→ Zitierter Abschnitt:

┄┄┄┄┄┄

Diesem Ergebnis steht die Wertung des § 130 BGB nicht entgegen. Eine Willenserklärung ist bereits dann zugegangen, wenn sie so in den Bereich des Empfängers gelangt, dass dieser unter normalen Umständen die Möglichkeit hat, vom Inhalt der Erklärung Kenntnis zu nehmen. Hierbei ist eine tatsächliche Kenntnisnahme für den Zugang gerade nicht erforderlich. Das qualifizierte Mahnschreiben muss hingegen als Ausgleich jedoch gesondert an jeden einzelnen Versicherungsnehmer übersandt werden, um diesem eine möglichst weitgehende Gelegenheit der eigenen Kenntnisnahme zu eröffnen.

┄┄┄┄┄┄

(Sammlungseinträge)
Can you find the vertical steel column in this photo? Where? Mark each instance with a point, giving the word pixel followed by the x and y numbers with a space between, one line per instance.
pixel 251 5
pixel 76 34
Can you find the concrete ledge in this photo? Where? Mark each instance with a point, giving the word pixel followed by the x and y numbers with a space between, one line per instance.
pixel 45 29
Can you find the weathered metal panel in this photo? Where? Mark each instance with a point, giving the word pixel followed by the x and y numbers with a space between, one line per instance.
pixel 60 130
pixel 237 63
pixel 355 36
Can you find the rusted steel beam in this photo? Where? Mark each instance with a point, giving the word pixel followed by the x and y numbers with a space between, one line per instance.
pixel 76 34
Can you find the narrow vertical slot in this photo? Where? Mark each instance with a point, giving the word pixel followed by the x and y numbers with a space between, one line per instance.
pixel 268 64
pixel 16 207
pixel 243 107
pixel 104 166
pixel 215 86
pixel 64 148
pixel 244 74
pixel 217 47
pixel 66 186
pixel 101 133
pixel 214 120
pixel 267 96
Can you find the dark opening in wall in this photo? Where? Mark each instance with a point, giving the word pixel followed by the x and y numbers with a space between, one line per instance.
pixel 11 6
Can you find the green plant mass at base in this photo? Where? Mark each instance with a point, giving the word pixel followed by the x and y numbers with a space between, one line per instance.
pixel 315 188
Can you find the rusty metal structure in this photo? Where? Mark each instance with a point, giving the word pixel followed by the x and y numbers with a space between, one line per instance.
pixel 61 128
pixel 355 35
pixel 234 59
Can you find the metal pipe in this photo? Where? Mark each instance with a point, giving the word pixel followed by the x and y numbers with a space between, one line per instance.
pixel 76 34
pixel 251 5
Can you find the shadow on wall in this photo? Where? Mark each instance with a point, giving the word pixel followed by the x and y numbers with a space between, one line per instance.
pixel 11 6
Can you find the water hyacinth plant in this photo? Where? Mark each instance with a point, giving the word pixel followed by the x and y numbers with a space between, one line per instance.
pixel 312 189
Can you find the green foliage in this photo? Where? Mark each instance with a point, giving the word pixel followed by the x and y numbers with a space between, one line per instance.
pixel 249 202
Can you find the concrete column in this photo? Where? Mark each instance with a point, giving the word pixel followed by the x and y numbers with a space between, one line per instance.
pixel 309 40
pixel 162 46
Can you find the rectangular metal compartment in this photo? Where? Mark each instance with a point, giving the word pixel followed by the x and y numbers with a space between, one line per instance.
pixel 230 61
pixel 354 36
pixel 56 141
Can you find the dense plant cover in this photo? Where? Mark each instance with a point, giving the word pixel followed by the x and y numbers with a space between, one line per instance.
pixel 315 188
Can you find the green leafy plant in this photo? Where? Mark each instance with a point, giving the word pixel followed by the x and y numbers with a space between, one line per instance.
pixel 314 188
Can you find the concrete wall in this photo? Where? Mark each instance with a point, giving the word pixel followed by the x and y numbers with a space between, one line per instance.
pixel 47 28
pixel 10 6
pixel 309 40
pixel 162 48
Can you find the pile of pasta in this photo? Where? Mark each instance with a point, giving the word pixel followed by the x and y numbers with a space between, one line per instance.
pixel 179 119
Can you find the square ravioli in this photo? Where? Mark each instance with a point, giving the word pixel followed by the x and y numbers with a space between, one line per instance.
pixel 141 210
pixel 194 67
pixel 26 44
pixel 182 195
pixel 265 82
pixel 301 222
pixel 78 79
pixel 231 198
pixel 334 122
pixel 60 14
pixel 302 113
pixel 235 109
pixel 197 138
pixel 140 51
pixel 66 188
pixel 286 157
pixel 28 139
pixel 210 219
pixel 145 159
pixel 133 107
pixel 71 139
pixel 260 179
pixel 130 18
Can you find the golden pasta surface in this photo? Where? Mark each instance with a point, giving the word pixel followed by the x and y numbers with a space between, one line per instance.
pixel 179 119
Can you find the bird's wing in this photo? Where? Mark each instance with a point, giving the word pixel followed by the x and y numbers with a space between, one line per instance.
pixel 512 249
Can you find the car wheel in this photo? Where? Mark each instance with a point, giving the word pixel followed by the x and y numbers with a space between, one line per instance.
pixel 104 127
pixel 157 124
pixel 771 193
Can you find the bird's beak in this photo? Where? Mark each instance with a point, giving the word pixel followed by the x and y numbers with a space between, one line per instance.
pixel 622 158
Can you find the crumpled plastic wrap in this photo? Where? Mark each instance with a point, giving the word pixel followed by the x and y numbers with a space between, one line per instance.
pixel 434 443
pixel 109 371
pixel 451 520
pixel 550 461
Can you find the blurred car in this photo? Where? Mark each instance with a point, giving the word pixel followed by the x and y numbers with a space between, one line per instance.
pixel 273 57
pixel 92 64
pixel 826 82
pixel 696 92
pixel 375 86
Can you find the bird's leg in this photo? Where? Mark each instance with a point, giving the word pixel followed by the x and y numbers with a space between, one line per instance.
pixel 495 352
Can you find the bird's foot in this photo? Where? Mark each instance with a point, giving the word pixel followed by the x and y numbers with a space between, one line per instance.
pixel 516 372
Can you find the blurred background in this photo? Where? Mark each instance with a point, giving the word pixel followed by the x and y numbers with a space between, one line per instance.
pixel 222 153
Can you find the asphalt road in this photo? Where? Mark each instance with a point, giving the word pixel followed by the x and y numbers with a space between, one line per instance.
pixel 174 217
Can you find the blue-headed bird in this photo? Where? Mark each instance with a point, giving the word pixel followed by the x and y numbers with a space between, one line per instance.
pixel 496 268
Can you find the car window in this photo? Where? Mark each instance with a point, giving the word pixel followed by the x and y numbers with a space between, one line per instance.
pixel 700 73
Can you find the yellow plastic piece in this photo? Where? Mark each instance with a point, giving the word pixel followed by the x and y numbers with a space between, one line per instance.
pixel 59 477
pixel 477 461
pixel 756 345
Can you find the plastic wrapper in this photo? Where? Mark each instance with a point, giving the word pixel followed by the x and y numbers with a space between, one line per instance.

┄┄┄┄┄┄

→ Aufgabe 1: Wann ist eine Willenserklärung laut dem Abschnitt zu § 130 BGB bereits zugegangen?
→ Aufgabe 2: Überarbeiten Sie den Abschnitt zu § 130 BGB von „Diesem Ergebnis steht“ bis „Kenntnisnahme zu eröffnen.“ und ersetzen Sie dabei „Empfängers“ durch „Adressaten“.
→ Aufgabe 3: Führen Sie den Abschnitt zu § 130 BGB im Anschluss an seinen letzten Satz weiter.

→ Antwort 1: Wenn sie so in den Bereich des Empfängers gelangt, dass dieser unter normalen Umständen die Möglichkeit hat, vom Inhalt der Erklärung Kenntnis zu nehmen.

→ Antwort 2:
Diesem Ergebnis steht die Wertung des § 130 BGB nicht entgegen. Eine Willenserklärung ist bereits dann zugegangen, wenn sie so in den Bereich des Adressaten gelangt, dass dieser unter normalen Umständen die Möglichkeit hat, vom Inhalt der Erklärung Kenntnis zu nehmen. Hierbei ist eine tatsächliche Kenntnisnahme für den Zugang gerade nicht erforderlich. Das qualifizierte Mahnschreiben muss hingegen als Ausgleich jedoch gesondert an jeden einzelnen Versicherungsnehmer übersandt werden, um diesem eine möglichst weitgehende Gelegenheit der eigenen Kenntnisnahme zu eröffnen.

→ Antwort 3:
Die Entscheidung des BGH verdeutlicht den Verbraucherschutz im Versicherungsbereich. Der Versicherer ist verpflichtet, jeden einzelnen Versicherungsnehmer gesondert auf einen möglichen Prämienverzug und die sich daraus ergebenden nachteiligen Rechtsfolgen hinzuweisen.

Regensburg, den 24.02.2014

Tatiana Auburger, LL.M. (geb. Psiuk)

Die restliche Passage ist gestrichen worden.